# KUTIPAN HALAMAN
Kembali dalam rentang waktu yang pendek itu kita akan menyaksikan uji penembakan senjata strategis Angkatan Laut di Laut Jawa dengan belasan KRI.  Sistem senjata armada terpadu (SSAT) yang mau diuji tembak dalam latihan kali ini adalah rudal C802, rudal Exocet, rudal C705 dan torpedo SUT.  Latihan ini dalam upaya menjaga stamina kewibawaan tempur laut, menjaga performansi ketangguhan alutsista armada RI dan tentu saja dalam rangka kesiapan menjelang latihan gabungan TNI pertengahan tahun ini.  Pekan terakhir Maret 2013 yang lalu baru saja dilakukan latihan parsial III TNI AL yang melibatkan 2.000 Marinir dan puluhan kapal perang melakukan serangan pantai di Situbondo.  Latihan parsial III merupakan latihan antar komando utama angkatan laut Indonesia.  Akhir Januari 2013 yang lalu 25 KRI striking force juga melakukan uji tembak menghantam dan membombardir pulau Gundul Jawa Tengah dalam seri latihan parsial I 2013.
Batalyon Roket Marinir sedang menggempur sasaran

Intensitas latihan TNI dalam setahun terakhir ini sangat meningkat.  Berbagai latihan tingkat batalyon, skuadron dan brigade masing-masing angkatan digelar.  Belum lagi latihan bersama dengan negara sahabat yang belakangan ini tiba-tiba menjadi baik dan hangat.  Yang jelas semua tingkatan latihan itu nantinya akan bermuara pada latihan gabungan TNI terbesar yang akan dilaksanakan Juni 2013 mendatang.  Maka bisa dibayangkan game war yang diskenariokan dalam latihan gabungan TNI kali ini, pasti akan lebih seru dan mencekam dan tentu akan diintip oleh tetangga dengan berbagai cara.  TNI dipastikan akan mengeluarkan seluruh alutsista yang dimiliknya untuk dipertanggungjawabkan dalam latihan 3 matra gabungan ini.

Latihan gabungan TNI merupakan yang terbesar dengan mengerahkan satuan tempur setingkat divisi dengan sejumlah alutsista  baru.  Sebenarnya akhir tahun 2012 lalu juga dilaksanakan latihan gabungan setingkat brigade yang mengambil lokasi di Sangatta Kaltim.  Gelombang latihan tempur satuan-satuan TNI disamping dalam rangka mengoperasionalkan alutsista baru juga dalam rangka meningkatkan kualitas integrasi sistem pertempuran tiga angkatan melalui komunikasi, koordinasi dan integrasi tempur dengan segala perangkat teknologi elektronikanya.  Tetapi yang lebih penting dari semua itu adalah pesannya pada halaman sekitarnya, jangan coba melecehkan halaman dan rumah yang bernama Indonesia kalau tidak ingin babak belur.

# CATATAN SUMBER
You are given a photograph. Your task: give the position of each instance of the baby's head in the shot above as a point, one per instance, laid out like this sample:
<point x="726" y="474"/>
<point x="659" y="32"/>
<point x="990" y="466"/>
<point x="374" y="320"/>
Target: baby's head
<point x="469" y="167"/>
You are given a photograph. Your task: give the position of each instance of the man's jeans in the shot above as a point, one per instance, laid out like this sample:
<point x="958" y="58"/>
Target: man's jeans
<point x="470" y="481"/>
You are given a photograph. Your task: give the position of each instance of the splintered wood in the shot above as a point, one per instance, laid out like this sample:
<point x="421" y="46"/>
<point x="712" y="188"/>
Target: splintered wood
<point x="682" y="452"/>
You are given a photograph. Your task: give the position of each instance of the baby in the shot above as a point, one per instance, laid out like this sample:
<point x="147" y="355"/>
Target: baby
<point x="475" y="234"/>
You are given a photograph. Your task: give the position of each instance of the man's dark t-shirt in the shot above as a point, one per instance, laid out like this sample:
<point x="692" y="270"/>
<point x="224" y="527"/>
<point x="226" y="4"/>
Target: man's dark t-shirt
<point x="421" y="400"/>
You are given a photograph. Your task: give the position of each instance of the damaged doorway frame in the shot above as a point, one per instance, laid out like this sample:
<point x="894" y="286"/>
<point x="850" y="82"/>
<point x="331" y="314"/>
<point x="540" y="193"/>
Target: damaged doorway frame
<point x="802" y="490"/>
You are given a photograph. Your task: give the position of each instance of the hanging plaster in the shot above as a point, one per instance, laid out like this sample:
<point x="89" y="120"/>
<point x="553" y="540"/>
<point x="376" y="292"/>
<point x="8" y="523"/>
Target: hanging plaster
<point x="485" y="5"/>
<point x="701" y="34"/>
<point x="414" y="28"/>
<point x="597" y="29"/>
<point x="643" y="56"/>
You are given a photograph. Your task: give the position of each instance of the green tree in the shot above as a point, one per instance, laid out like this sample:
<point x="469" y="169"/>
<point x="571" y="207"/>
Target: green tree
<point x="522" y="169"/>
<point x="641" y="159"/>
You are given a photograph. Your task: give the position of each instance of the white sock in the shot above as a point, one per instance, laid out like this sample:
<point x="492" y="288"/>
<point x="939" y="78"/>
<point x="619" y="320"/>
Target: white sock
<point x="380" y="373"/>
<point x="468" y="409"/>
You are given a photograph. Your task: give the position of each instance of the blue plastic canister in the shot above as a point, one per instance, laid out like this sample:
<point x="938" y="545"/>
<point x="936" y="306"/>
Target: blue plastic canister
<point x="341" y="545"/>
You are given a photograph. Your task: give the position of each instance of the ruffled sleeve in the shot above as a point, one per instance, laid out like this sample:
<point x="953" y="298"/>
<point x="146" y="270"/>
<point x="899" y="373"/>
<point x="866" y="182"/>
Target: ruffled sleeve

# YANG PERLU DIKERJAKAN
a) Saring catatan di atas dan salin setiap baris yang memuat kata "given".
b) Lanjutkan tulisan tentang latihan TNI di atas, mulai dari kalimat terakhirnya.
Tulisan tentang latihan TNI dan catatan di atas diambil dari sumber yang berlainan.

# JAWABAN
a)
You are given a photograph. Your task: give the position of each instance of the baby's head in the shot above as a point, one per instance, laid out like this sample:
You are given a photograph. Your task: give the position of each instance of the man's jeans in the shot above as a point, one per instance, laid out like this sample:
You are given a photograph. Your task: give the position of each instance of the splintered wood in the shot above as a point, one per instance, laid out like this sample:
You are given a photograph. Your task: give the position of each instance of the baby in the shot above as a point, one per instance, laid out like this sample:
You are given a photograph. Your task: give the position of each instance of the man's dark t-shirt in the shot above as a point, one per instance, laid out like this sample:
You are given a photograph. Your task: give the position of each instance of the damaged doorway frame in the shot above as a point, one per instance, laid out like this sample:
You are given a photograph. Your task: give the position of each instance of the hanging plaster in the shot above as a point, one per instance, laid out like this sample:
You are given a photograph. Your task: give the position of each instance of the green tree in the shot above as a point, one per instance, laid out like this sample:
You are given a photograph. Your task: give the position of each instance of the white sock in the shot above as a point, one per instance, laid out like this sample:
You are given a photograph. Your task: give the position of each instance of the blue plastic canister in the shot above as a point, one per instance, laid out like this sample:
You are given a photograph. Your task: give the position of each instance of the ruffled sleeve in the shot above as a point, one per instance, laid out like this sample:

b)
Semua kesatuan bersiap.  Angkatan laut armada barat mengujicoba 3 kapal cepat rudal Clurit Class. Armada barat saat ini sedang melakukan operasi tempur laut dengan 10 KRI. Beberapa kapal perang yang direparasi dan repowering diuji coba manuver tempurnya.  Angkatan darat melakukan latihan tempur setingkat brigade di Baturaja dengan menyeberangkan alutsista kelas berat dari Jatim ke Sumatera  Selatan.  Angkatan udara masing-masing skuadron melakukan uji tembak dan bom termasuk air refueling.  Kalau mau diperbandingkan maka intensitas latihan tempur TNI selama dua tahun terakhir sangat padat dan berkualitas dibanding dengan tahun-tahun sebelumnya.
Sukhoi TNI AU membombardir sasaran
Jika lokasi medan latihan digelar kembali di laut Sulawesi dan sekitar perairan Ambalat maka dipastikan akan banyak “ditonton” oleh militer negara sebelah.  Apalagi negara sebelah sedang sibuk melakukan penyekatan terhadap aliran lahar panas yang bernama Sulu yang tiba-tiba saja memuntahkan lahar panas di Sabah. Tentu mereka mengerahkan kapal-kapal perangnya untuk patroli keamanan laut di sekitar Ambalat.  Maka show of force militer perlu diperlihatkan karena bisa saja mereka juga melakukan hal yang sama.  Kita tunjukkan kita yang terkuat meski bukan dalam konteks untuk mengajak berperang

Indonesia negara besar, jadi harus punya kekuatan militer kuat.  Tidak saja kuat secara kuantitas tetapi juga kuat secara kualitas alutsista.  Yang lebih penting dari semua itu adalah punya kekuatan uji nyali untuk bertempur membela kehormatan dan harga diri bangsa.  Prajurit sejati dilahirkan dari uji nyali berkali-kali untuk ditandingkan dan disandingkan dengan medan berat, kejam dan tak punya belas kasihan.  Prajurit sejati ditempa dengan latihan terus menerus dengan alutsista yang melekat padanya.  Prajurit dan alutsista adalah sebuah senyawa kimia yang tak dapat dipisahkan.  Demikian juga dengan jiwa korsa, merupakan adonan adrenalin yang mengisi setiap relung nadi prajurit sejati.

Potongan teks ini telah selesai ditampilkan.